# Selected passage
In Mumbai the climate is hot and humid most of the year, winters are very mild, and last year I ended up wearing track pants and a long sleeved t-shirt in the morning for a 2-3 weeks starting in late December. The first thing you notice here with the coming winter is the air getting dryer and your skin pulling a little, in all truth I love that weather, I don’t soak a t-shirt or kurta in 5 minutes, and can go through the day without feeling iky-sticky 3 hours after a shower.
In Summer in most part of the country you’ll be submitted to various degrees of hot and humid, so it is important to have light clothes in which you feel comfortable, and no you don’t have to stick to ethnic if you don’t want to, most cities are getting more liberal about clothing, and women, yes even Indian women go through the day wearing western wear, or Indo-western. But all in all you need to know which dress codes applies to which outing. If you are going to a traditional place such as in a family, or you significant other’s family, dressing conservatively and possibly ethnic is best, no need to go all out and wear a saree, the new generation reserve it for weddings and special occasion, but a nice salwaar suit or a nicely cut kurta with churridars will be extremely appropriate. If you go to a pub, mall, the multiplex or go shopping in big places, western wear is the way to go, in fact try going into a pub wearing a cotton salwaar suit and you are guaranteed to get stared at even more than in a local market. Capris and shorts are starting to be worn more and more even by older women no longer being the attire of the rebellious college girl, and in fact the no-nonsense cargo pair of pants or denim shorts stopping at the knee paired with a t-shirt or a short kurta is slowly becoming the upper middle class urban desi-mom uniform judging by all the ones I’m hanging out with nowadays. That’s because ethnic wear need to be ironed, in some case starched and barely keeps neat through the day, when you are chasing kids around, and still want to look graceful and feminine comes 4pm you need something a bit less fussy, not to mention something that doesn't require you to or buy all your wardrobe in one colour or hand wash every pieces separately, we all have 24 hours in a day.
But wait, as an expat you might not even be familiar with ethnic wear…so let me go back to that and give you a crash course on it. Like any outfits the ethnic range speaks volume about your social status, and the occasion you plan to wear it. It might not seem obvious to the trained eye, but there is a casual, semi-form and formal wear category for both the saree and the salwaar suit.
The saree is more of a south Indian garment, and you are more likely to see even middle class ladies wearing one, though the new generation has moved to the salwaar suit, and western wear out of practicality. So much so that for you and I the saree is a fancy outfit to wear at a big party, a wedding or Diwali. And because you are more likely to wear it then, you can move to the formal category when picking one, in South India formal pretty much always mean silk, in the North while donning a Kancheepuram silk saree speaks of elegance, you will find a lot of ladies wearing synthetic chiffon saree heavily embroided with sequins and metallic thread, the North Indian party saree is generally more flamboyant in style than a South Indian one, I got to notice that first hand at a distant cousin’s wedding in Bangalore, he is like DH north Indian, and his bride was South Indian and it was very easy to know who was part of the bride’s family and who was not.
The working class in both North and South wears a cheap print synthetic chiffon saree, cotton and silk being noble materials, they keep it for fancy use.

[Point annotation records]

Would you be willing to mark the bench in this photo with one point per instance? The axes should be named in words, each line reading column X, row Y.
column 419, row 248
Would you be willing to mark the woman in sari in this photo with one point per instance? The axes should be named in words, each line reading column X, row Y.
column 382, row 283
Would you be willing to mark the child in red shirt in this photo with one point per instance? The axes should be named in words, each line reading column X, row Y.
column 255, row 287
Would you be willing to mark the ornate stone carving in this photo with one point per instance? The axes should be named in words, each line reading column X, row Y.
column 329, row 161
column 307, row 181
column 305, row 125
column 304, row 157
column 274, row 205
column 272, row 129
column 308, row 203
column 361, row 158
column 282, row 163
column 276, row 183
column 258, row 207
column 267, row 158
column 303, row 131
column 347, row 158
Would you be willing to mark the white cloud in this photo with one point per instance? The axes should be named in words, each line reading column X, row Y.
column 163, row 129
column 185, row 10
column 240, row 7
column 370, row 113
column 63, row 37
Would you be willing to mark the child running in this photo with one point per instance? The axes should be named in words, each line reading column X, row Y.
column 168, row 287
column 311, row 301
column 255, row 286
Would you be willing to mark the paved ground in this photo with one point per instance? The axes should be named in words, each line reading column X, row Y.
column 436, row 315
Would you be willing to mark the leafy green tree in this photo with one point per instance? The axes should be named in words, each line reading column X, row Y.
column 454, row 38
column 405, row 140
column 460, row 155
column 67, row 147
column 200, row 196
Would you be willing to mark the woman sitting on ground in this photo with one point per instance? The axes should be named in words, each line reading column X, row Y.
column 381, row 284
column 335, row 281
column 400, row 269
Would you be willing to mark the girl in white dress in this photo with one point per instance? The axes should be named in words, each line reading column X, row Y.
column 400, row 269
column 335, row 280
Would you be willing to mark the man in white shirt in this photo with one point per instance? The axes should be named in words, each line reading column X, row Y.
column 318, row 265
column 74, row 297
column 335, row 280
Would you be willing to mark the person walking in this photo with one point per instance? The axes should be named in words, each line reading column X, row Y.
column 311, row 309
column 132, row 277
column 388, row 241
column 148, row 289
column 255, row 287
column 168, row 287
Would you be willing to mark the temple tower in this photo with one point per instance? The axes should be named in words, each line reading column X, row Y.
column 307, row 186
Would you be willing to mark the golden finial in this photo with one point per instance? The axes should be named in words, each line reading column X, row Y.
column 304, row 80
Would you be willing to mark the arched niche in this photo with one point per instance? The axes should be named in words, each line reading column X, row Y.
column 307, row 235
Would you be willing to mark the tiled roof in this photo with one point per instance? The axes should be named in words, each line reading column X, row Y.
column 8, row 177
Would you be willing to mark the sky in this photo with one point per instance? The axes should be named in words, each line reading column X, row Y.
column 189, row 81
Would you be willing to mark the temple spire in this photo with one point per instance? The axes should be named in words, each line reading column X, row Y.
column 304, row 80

# Stated task 1
In the passage on clothing in India, condense the paragraph that begins "The saree is more of a south Indian garment" into a short bulleted list that keeps its main facts.
# Stated task 2
Answer these questions using the passage on clothing in India:
(a) Last year in Mumbai, for how long did the writer wear track pants and a long-sleeved t-shirt in the morning?
(b) For which outings does the passage call western wear the way to go?
(c) What kind of saree does the working class in both North and South wear?
# Stated task 3
From the passage on clothing in India, extract everything from "In Mumbai the" down to "after a shower.".
The items were taken from a different source than the passage on clothing in India.

# Worked answer 1
- The saree is mainly a South Indian garment, and middle-class women there are more likely to wear one. The new generation has moved to the salwaar suit and western wear because they are more practical.
- For the writer and the reader, the saree is a fancy outfit for a big party, a wedding or Diwali, so choosing one from the formal category makes sense.
- In South India, formal almost always means silk.
- In the North, a Kancheepuram silk saree signals elegance, but many women wear synthetic chiffon sarees heavily embroidered with sequins and metallic thread. North Indian party sarees are generally more flamboyant than South Indian ones.
- At a distant cousin's wedding in Bangalore, the groom was North Indian and the bride South Indian. The writer found it easy to tell the bride's family from the other guests.

# Worked answer 2
(a) For 2–3 weeks, starting in late December.
(b) Going to a pub, a mall or the multiplex, or shopping in big places.
(c) A cheap print synthetic chiffon saree.

# Worked answer 3
In Mumbai the climate is hot and humid most of the year, winters are very mild, and last year I ended up wearing track pants and a long sleeved t-shirt in the morning for a 2-3 weeks starting in late December. The first thing you notice here with the coming winter is the air getting dryer and your skin pulling a little, in all truth I love that weather, I don’t soak a t-shirt or kurta in 5 minutes, and can go through the day without feeling iky-sticky 3 hours after a shower.